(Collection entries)
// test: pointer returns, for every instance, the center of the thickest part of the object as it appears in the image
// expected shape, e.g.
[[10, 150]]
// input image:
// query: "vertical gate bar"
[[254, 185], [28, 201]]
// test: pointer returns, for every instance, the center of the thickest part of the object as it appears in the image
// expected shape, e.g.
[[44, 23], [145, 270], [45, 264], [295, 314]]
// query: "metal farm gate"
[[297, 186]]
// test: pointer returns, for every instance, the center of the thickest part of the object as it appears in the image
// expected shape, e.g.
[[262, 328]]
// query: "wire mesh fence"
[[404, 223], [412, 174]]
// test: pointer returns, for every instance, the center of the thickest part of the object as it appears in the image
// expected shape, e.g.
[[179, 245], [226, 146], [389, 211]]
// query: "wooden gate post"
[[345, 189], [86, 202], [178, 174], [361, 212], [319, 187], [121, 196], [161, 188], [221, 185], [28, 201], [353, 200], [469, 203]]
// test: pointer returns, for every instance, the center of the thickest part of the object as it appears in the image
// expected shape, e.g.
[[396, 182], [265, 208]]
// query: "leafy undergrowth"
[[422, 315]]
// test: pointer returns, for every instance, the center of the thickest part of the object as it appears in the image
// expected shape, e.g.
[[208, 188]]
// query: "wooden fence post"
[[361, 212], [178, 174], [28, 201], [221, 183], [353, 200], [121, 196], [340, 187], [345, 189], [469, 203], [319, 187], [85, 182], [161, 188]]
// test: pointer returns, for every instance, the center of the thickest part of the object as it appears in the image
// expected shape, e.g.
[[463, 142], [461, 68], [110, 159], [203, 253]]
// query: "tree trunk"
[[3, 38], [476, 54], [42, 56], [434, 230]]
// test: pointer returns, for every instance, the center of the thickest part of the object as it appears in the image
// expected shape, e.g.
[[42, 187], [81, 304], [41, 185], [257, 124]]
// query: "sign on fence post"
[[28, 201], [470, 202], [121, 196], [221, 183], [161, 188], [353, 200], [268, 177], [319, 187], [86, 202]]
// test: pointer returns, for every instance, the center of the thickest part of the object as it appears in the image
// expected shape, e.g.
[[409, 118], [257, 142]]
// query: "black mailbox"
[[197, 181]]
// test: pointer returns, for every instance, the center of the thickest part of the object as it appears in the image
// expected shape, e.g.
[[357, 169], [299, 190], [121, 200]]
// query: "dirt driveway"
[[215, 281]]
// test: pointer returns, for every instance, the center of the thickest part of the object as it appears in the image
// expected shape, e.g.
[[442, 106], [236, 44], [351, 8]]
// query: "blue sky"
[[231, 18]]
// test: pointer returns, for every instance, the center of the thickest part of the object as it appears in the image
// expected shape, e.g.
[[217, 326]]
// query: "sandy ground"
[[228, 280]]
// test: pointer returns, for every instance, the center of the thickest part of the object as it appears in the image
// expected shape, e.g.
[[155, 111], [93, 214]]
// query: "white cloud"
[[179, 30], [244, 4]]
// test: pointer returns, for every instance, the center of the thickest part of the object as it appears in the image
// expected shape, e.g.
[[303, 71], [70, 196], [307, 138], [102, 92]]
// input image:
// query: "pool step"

WORK TO COMPLETE: Please copy the listing from its start up to and including the line containing "[[422, 315]]", replacing "gate" with "door" and leaving everything else unchanged.

TASK ANSWER:
// test: pointer returns, for every instance, the center of the thickest part of the object as it appears in the image
// expected shape, e.g.
[[10, 150]]
// input image:
// query: "vertical door bar"
[[254, 185], [28, 201]]
// test: pointer returns, for every instance, the center of the thickest part of the object as it appears in the image
// expected shape, e.g.
[[44, 23], [145, 270], [45, 264], [295, 314]]
// query: "metal farm door"
[[297, 186]]
// test: pointer returns, for every instance, the center of the thickest part of the object as it appears in the image
// expected shape, e.g.
[[262, 328]]
// query: "wire mesh fence"
[[404, 223], [412, 174]]
// test: pointer returns, for every instance, the center of the thickest part of the object as it appears in the image
// expected shape, e.g.
[[179, 245], [226, 146], [389, 211]]
// query: "wooden door post"
[[345, 189], [86, 202], [178, 174], [361, 212], [319, 187], [121, 196], [161, 188], [221, 185], [28, 201], [353, 200], [469, 203]]
// test: pointer returns, for every instance, the center of the thickest part of the object as it appears in the image
// expected shape, e.g.
[[396, 182], [265, 208]]
// query: "leafy undergrowth"
[[422, 315]]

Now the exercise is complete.